*** Opening READING TEXT ***

German consultant, journalist, author and TV host

Michael Mig Feuser (born 26 March 1962 in Rheinbach under the name Michael Preisinger) is a German-American consultant, journalist, artist, author and TV host.

== Life ==
Feuser, the son of a glass technician, grew up in the city of Düren in North-Rhine-Westphalia, aside from a two-year stay in eastern Bavaria. After graduating at the Wirteltor-High School in 1981 he started to study sports sciences at the German Sport University in Cologne. In 1986 he graduated as Diploma-Sports-Teacher. In the very same year he started as an officer of the reserve cadet at the tank Battalion 533 in Düren and finished his trainings in Munster/Lower Saxony.

*** Closing READING TEXT ***
*** Opening RECORDS PROVIDED ***

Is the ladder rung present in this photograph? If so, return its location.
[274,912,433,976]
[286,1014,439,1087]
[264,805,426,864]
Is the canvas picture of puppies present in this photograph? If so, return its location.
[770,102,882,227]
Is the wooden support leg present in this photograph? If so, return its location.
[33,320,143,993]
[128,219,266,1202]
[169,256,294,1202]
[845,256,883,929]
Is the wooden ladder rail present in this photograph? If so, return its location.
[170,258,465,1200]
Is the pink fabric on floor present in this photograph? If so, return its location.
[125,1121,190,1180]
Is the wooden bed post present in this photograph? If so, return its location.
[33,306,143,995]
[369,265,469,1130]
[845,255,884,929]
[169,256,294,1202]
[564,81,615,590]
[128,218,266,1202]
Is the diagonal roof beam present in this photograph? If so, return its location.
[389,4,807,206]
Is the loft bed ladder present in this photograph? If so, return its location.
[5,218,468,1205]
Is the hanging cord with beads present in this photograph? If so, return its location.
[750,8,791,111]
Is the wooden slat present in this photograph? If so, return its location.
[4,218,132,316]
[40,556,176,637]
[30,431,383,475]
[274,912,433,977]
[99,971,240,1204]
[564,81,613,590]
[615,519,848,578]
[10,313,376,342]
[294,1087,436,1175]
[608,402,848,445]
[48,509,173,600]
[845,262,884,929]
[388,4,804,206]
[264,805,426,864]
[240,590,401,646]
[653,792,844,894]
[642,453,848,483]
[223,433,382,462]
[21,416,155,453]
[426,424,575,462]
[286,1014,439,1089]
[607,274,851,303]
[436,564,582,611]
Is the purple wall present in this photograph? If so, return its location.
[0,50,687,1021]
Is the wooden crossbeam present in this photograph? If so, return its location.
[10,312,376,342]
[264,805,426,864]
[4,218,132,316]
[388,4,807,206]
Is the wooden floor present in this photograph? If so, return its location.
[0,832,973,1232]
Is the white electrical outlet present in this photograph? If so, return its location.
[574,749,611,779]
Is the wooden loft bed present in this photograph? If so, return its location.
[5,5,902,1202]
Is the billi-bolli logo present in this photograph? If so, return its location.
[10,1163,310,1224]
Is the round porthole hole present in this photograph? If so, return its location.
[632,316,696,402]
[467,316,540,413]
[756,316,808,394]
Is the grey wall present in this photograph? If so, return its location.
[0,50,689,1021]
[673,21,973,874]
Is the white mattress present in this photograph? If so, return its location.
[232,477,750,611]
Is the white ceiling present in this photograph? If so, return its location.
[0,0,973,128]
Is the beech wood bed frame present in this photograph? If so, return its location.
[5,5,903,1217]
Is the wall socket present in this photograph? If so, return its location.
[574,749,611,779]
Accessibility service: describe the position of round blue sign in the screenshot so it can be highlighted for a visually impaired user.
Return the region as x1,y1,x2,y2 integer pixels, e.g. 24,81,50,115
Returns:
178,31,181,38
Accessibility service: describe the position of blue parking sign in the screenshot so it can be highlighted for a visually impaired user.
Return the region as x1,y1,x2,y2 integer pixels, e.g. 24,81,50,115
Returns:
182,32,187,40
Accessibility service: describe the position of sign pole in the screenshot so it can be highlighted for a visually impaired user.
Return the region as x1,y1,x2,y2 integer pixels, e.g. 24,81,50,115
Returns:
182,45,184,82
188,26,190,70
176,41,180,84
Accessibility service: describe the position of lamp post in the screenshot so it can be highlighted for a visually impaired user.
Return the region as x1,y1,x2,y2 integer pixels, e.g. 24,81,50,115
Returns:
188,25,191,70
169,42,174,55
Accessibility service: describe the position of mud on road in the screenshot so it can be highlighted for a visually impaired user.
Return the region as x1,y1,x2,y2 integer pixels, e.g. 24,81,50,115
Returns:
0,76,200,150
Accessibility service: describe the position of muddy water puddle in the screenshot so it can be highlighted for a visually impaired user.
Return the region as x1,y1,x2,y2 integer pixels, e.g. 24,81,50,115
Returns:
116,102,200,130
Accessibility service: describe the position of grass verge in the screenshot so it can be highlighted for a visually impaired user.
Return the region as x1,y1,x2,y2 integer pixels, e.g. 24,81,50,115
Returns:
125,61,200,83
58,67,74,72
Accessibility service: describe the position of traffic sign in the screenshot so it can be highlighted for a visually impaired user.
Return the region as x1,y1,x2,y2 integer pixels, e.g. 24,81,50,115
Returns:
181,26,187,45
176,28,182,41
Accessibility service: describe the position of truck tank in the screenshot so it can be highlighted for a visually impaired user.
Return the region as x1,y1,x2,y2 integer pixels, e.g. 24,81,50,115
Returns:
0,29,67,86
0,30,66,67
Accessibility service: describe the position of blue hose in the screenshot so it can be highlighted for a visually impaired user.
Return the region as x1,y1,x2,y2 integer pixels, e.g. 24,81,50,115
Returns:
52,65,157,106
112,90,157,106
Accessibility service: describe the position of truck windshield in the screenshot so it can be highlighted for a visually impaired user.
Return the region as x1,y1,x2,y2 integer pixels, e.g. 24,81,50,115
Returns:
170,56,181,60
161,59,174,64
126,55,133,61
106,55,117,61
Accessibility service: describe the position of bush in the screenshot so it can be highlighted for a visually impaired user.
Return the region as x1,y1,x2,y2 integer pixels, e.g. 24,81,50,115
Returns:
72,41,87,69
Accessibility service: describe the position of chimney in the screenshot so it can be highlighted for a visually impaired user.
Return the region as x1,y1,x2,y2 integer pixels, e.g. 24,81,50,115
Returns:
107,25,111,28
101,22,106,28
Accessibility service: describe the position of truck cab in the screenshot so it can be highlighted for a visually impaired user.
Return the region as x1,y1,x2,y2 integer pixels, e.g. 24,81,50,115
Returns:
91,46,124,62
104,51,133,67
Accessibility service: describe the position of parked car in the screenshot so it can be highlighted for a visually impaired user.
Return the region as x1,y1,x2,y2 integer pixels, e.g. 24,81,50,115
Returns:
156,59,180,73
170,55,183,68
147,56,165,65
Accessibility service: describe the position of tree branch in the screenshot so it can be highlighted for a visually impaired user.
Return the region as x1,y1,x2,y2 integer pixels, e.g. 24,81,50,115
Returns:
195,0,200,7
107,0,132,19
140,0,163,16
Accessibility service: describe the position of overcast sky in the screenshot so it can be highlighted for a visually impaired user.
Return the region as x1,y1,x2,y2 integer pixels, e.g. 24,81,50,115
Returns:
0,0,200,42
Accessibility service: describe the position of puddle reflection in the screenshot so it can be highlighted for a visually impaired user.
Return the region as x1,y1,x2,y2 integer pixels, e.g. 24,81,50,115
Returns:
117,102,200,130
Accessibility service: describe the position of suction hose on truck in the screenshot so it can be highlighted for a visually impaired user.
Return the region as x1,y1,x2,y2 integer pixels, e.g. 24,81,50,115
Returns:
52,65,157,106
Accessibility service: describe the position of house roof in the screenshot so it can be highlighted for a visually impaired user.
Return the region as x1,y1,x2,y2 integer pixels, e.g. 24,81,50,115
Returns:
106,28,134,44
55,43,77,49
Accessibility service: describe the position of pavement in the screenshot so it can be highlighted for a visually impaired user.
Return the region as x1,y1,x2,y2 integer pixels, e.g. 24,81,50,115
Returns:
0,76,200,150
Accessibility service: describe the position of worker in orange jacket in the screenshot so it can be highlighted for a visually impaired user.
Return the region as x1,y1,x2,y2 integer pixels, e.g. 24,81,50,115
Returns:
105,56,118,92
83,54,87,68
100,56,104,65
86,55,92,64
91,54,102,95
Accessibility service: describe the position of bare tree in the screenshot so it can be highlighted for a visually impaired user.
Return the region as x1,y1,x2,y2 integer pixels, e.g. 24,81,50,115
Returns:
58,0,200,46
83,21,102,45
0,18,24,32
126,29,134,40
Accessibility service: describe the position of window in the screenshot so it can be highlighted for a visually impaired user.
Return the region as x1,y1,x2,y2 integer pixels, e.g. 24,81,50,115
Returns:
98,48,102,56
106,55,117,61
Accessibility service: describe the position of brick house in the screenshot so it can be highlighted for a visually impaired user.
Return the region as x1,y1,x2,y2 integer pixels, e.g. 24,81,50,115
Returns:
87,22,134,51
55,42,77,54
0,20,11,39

*** Closing RECORDS PROVIDED ***

- TO DO:
- a) Return the passage of the biography of Michael Mig Feuser from "German consultant, journalist, author" up to and including "and TV host.".
- b) Resume the biography of Michael Mig Feuser after its last sentence.

- OUTPUTS FOR THE TASKS:
- a)
German consultant, journalist, author and TV host

Michael Mig Feuser (born 26 March 1962 in Rheinbach under the name Michael Preisinger) is a German-American consultant, journalist, artist, author and TV host.

- b)
Since 1989 he worked as track & field coach und studied history at the University of Cologne. In 1990 he published his non-fictional book Sprungwettbewerbe der Leichtathletik - Die Entwicklung Mittelalter bis 1896 (Jumping contests of Track & Field - The Development from the Medieval Ages until 1896), before he was working as scientific employee at the Institute for Sports History of the German Sports University. 1993 he organized an exhibition on the History of Track & Field Athletics in the city hall of Stuttgart on the occasion of the T&F World Championships.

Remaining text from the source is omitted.